Dataset excerpts »

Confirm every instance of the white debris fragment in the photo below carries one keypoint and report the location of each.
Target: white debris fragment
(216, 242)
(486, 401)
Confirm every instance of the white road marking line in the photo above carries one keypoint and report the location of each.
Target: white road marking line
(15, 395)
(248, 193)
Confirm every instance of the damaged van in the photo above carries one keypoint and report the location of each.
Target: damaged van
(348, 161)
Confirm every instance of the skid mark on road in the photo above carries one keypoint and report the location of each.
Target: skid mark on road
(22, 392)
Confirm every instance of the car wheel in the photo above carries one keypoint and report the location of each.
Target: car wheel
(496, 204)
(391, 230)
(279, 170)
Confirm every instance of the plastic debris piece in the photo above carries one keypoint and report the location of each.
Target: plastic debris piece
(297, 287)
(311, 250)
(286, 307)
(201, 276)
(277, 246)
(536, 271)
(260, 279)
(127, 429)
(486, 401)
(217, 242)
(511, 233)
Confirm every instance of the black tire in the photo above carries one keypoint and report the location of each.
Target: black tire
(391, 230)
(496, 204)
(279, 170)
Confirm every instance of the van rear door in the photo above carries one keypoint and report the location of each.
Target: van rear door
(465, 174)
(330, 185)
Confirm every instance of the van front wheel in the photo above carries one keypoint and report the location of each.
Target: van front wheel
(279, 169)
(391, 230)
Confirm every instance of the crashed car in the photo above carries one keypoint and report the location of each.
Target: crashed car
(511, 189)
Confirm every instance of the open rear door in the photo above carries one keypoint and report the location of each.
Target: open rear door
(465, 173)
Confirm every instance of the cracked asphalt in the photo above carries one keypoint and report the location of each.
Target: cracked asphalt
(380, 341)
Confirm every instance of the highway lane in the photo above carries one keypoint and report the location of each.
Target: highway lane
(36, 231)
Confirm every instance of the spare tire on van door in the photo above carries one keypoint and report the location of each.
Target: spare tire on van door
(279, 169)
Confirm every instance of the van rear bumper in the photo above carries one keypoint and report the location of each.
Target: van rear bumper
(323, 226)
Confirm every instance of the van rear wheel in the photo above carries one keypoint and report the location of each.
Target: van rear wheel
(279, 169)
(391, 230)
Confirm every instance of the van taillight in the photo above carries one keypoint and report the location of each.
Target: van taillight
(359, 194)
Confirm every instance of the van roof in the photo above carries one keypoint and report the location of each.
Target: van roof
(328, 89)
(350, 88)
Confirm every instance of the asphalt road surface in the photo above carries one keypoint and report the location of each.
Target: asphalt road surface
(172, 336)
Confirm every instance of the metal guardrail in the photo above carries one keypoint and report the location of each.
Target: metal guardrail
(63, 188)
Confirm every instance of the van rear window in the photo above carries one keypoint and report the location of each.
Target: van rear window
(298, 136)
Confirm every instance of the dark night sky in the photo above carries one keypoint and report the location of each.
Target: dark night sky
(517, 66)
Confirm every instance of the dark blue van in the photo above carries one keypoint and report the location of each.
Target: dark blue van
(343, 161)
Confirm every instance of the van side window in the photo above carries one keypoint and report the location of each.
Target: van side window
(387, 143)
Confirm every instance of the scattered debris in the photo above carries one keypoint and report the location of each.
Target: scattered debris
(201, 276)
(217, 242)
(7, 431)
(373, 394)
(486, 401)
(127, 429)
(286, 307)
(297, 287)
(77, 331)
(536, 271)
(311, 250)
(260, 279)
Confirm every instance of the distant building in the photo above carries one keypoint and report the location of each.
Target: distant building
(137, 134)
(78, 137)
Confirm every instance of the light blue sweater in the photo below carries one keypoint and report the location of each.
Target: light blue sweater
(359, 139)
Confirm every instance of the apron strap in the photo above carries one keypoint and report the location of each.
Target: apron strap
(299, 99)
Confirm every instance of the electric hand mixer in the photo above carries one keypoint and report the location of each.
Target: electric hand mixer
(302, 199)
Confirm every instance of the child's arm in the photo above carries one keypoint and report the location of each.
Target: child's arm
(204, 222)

Problem »
How many lines of the entries hold the word "below"? Respond with the number alone.

Solution »
2